— START Input material —

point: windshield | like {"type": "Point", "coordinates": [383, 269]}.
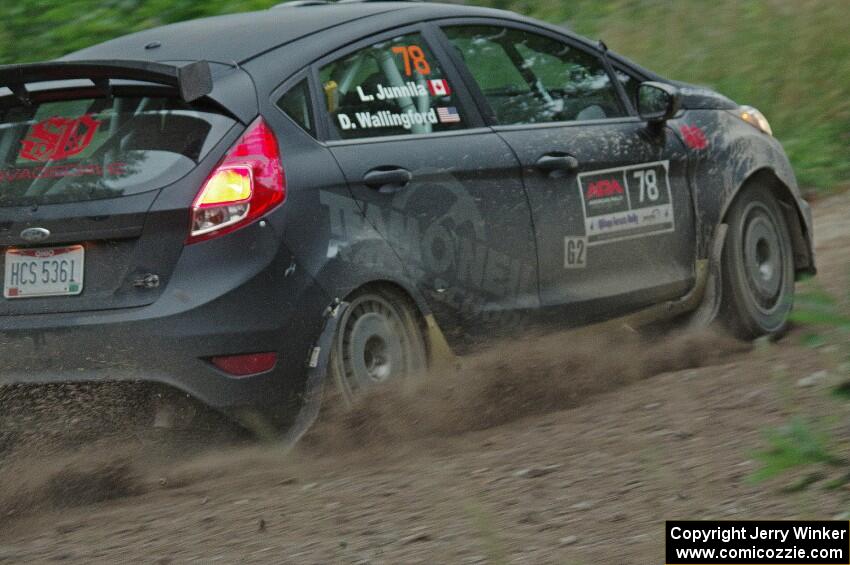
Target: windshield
{"type": "Point", "coordinates": [88, 149]}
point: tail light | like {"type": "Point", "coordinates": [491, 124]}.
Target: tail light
{"type": "Point", "coordinates": [248, 183]}
{"type": "Point", "coordinates": [245, 365]}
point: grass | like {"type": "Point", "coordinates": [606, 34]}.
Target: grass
{"type": "Point", "coordinates": [789, 58]}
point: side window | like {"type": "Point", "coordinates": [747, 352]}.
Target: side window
{"type": "Point", "coordinates": [394, 87]}
{"type": "Point", "coordinates": [296, 104]}
{"type": "Point", "coordinates": [528, 78]}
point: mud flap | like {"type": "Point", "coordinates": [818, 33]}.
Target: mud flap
{"type": "Point", "coordinates": [708, 309]}
{"type": "Point", "coordinates": [316, 376]}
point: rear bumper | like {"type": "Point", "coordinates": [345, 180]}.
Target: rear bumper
{"type": "Point", "coordinates": [249, 303]}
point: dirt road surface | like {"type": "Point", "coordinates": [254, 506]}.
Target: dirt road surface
{"type": "Point", "coordinates": [536, 453]}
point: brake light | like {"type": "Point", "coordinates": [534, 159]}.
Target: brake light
{"type": "Point", "coordinates": [247, 184]}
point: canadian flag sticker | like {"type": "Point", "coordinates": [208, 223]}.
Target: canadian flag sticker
{"type": "Point", "coordinates": [439, 87]}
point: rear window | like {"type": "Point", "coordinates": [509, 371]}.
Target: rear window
{"type": "Point", "coordinates": [88, 149]}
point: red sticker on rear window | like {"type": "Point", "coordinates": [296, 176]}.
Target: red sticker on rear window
{"type": "Point", "coordinates": [59, 138]}
{"type": "Point", "coordinates": [694, 137]}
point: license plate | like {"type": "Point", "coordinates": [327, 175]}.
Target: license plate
{"type": "Point", "coordinates": [56, 271]}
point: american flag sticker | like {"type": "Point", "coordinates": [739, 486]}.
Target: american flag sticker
{"type": "Point", "coordinates": [448, 115]}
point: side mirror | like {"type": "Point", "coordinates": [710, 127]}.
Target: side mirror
{"type": "Point", "coordinates": [658, 102]}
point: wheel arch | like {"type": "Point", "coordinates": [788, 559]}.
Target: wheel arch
{"type": "Point", "coordinates": [795, 216]}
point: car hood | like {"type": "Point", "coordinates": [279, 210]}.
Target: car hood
{"type": "Point", "coordinates": [696, 97]}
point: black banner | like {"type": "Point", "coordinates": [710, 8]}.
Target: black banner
{"type": "Point", "coordinates": [758, 543]}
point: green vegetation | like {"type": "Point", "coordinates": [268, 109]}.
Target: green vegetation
{"type": "Point", "coordinates": [807, 442]}
{"type": "Point", "coordinates": [789, 58]}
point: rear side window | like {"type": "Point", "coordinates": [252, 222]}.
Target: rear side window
{"type": "Point", "coordinates": [394, 87]}
{"type": "Point", "coordinates": [296, 105]}
{"type": "Point", "coordinates": [93, 148]}
{"type": "Point", "coordinates": [529, 78]}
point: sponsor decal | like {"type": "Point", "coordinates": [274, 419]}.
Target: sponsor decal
{"type": "Point", "coordinates": [448, 115]}
{"type": "Point", "coordinates": [58, 138]}
{"type": "Point", "coordinates": [439, 87]}
{"type": "Point", "coordinates": [626, 203]}
{"type": "Point", "coordinates": [387, 119]}
{"type": "Point", "coordinates": [694, 137]}
{"type": "Point", "coordinates": [61, 171]}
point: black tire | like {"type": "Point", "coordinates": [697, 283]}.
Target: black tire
{"type": "Point", "coordinates": [757, 266]}
{"type": "Point", "coordinates": [378, 339]}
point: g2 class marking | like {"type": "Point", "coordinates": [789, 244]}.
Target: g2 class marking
{"type": "Point", "coordinates": [575, 252]}
{"type": "Point", "coordinates": [626, 202]}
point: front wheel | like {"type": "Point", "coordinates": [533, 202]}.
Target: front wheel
{"type": "Point", "coordinates": [757, 266]}
{"type": "Point", "coordinates": [378, 339]}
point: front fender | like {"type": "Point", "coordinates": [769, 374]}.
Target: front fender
{"type": "Point", "coordinates": [726, 153]}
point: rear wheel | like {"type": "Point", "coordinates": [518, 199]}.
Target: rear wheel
{"type": "Point", "coordinates": [378, 339]}
{"type": "Point", "coordinates": [758, 266]}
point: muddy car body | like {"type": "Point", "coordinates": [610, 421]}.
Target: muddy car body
{"type": "Point", "coordinates": [441, 171]}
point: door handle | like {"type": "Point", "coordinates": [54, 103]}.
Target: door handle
{"type": "Point", "coordinates": [387, 179]}
{"type": "Point", "coordinates": [552, 162]}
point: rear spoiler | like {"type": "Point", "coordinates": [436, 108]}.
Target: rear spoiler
{"type": "Point", "coordinates": [193, 80]}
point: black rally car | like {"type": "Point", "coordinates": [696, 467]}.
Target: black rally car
{"type": "Point", "coordinates": [230, 205]}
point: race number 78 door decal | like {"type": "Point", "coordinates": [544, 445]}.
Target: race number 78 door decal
{"type": "Point", "coordinates": [626, 203]}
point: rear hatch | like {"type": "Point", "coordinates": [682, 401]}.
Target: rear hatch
{"type": "Point", "coordinates": [79, 173]}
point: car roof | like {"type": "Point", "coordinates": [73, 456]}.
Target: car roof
{"type": "Point", "coordinates": [237, 38]}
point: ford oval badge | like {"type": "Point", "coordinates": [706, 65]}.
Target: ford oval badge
{"type": "Point", "coordinates": [35, 235]}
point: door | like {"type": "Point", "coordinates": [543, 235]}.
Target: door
{"type": "Point", "coordinates": [609, 197]}
{"type": "Point", "coordinates": [446, 193]}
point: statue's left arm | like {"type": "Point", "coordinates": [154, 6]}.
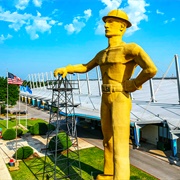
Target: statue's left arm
{"type": "Point", "coordinates": [148, 69]}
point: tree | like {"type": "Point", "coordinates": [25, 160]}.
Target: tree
{"type": "Point", "coordinates": [13, 92]}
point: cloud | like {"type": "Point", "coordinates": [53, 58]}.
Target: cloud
{"type": "Point", "coordinates": [78, 22]}
{"type": "Point", "coordinates": [39, 25]}
{"type": "Point", "coordinates": [3, 38]}
{"type": "Point", "coordinates": [37, 3]}
{"type": "Point", "coordinates": [135, 10]}
{"type": "Point", "coordinates": [159, 12]}
{"type": "Point", "coordinates": [169, 21]}
{"type": "Point", "coordinates": [32, 24]}
{"type": "Point", "coordinates": [22, 4]}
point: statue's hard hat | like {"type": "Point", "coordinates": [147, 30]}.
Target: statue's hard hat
{"type": "Point", "coordinates": [117, 13]}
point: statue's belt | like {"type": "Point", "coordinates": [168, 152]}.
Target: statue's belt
{"type": "Point", "coordinates": [109, 88]}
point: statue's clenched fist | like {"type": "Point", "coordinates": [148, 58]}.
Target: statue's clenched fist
{"type": "Point", "coordinates": [60, 71]}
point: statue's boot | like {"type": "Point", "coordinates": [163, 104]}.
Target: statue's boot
{"type": "Point", "coordinates": [104, 177]}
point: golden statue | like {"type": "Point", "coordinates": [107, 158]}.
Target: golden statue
{"type": "Point", "coordinates": [117, 63]}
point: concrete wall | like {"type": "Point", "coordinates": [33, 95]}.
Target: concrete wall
{"type": "Point", "coordinates": [150, 133]}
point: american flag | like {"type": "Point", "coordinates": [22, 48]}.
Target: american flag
{"type": "Point", "coordinates": [12, 79]}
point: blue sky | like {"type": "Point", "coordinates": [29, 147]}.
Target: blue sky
{"type": "Point", "coordinates": [41, 35]}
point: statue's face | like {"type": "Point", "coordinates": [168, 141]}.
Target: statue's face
{"type": "Point", "coordinates": [114, 27]}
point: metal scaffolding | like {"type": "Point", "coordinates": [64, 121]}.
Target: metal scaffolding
{"type": "Point", "coordinates": [62, 153]}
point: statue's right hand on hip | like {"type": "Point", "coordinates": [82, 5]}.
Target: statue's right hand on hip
{"type": "Point", "coordinates": [60, 71]}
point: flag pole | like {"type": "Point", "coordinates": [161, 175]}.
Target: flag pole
{"type": "Point", "coordinates": [19, 106]}
{"type": "Point", "coordinates": [26, 112]}
{"type": "Point", "coordinates": [7, 103]}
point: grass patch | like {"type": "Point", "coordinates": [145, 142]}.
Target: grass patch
{"type": "Point", "coordinates": [91, 164]}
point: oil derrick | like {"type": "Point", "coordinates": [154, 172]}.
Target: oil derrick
{"type": "Point", "coordinates": [62, 154]}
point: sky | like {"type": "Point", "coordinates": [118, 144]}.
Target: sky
{"type": "Point", "coordinates": [38, 36]}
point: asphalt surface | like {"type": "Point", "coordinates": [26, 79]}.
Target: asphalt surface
{"type": "Point", "coordinates": [151, 164]}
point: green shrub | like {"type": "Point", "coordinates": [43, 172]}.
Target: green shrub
{"type": "Point", "coordinates": [24, 152]}
{"type": "Point", "coordinates": [9, 134]}
{"type": "Point", "coordinates": [39, 128]}
{"type": "Point", "coordinates": [63, 142]}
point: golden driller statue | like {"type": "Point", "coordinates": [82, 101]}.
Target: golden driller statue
{"type": "Point", "coordinates": [117, 63]}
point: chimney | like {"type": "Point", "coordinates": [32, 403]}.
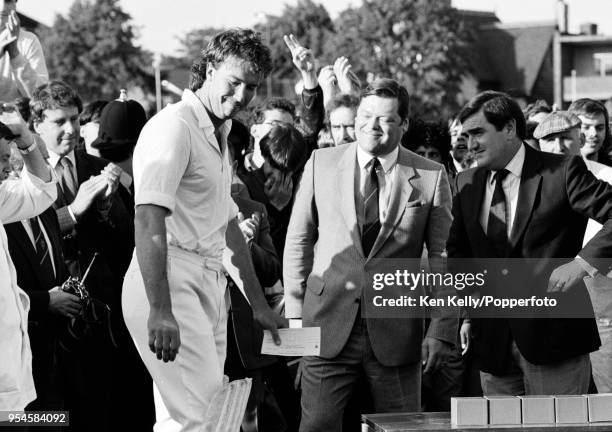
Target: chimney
{"type": "Point", "coordinates": [589, 29]}
{"type": "Point", "coordinates": [562, 16]}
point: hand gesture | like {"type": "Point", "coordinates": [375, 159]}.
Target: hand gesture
{"type": "Point", "coordinates": [279, 190]}
{"type": "Point", "coordinates": [303, 59]}
{"type": "Point", "coordinates": [6, 38]}
{"type": "Point", "coordinates": [566, 276]}
{"type": "Point", "coordinates": [87, 193]}
{"type": "Point", "coordinates": [342, 70]}
{"type": "Point", "coordinates": [250, 226]}
{"type": "Point", "coordinates": [63, 303]}
{"type": "Point", "coordinates": [112, 173]}
{"type": "Point", "coordinates": [328, 82]}
{"type": "Point", "coordinates": [434, 353]}
{"type": "Point", "coordinates": [269, 320]}
{"type": "Point", "coordinates": [465, 334]}
{"type": "Point", "coordinates": [10, 116]}
{"type": "Point", "coordinates": [164, 334]}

— END Input material —

* **Task directions**:
Restate word for word the lines above that start at the line containing "point: golden driller" and run to the end of the listing; exclude the pictures.

* **Task result**:
point: golden driller statue | like {"type": "Point", "coordinates": [82, 101]}.
Target: golden driller statue
{"type": "Point", "coordinates": [117, 63]}
point: chimney | like {"type": "Point", "coordinates": [32, 403]}.
Target: chimney
{"type": "Point", "coordinates": [589, 29]}
{"type": "Point", "coordinates": [562, 16]}
point: hand gesture | like {"type": "Point", "coordinates": [375, 159]}.
Target: hand gesture
{"type": "Point", "coordinates": [279, 190]}
{"type": "Point", "coordinates": [303, 59]}
{"type": "Point", "coordinates": [6, 38]}
{"type": "Point", "coordinates": [566, 276]}
{"type": "Point", "coordinates": [87, 193]}
{"type": "Point", "coordinates": [342, 70]}
{"type": "Point", "coordinates": [250, 226]}
{"type": "Point", "coordinates": [63, 303]}
{"type": "Point", "coordinates": [112, 173]}
{"type": "Point", "coordinates": [328, 82]}
{"type": "Point", "coordinates": [434, 353]}
{"type": "Point", "coordinates": [269, 320]}
{"type": "Point", "coordinates": [465, 334]}
{"type": "Point", "coordinates": [10, 116]}
{"type": "Point", "coordinates": [164, 334]}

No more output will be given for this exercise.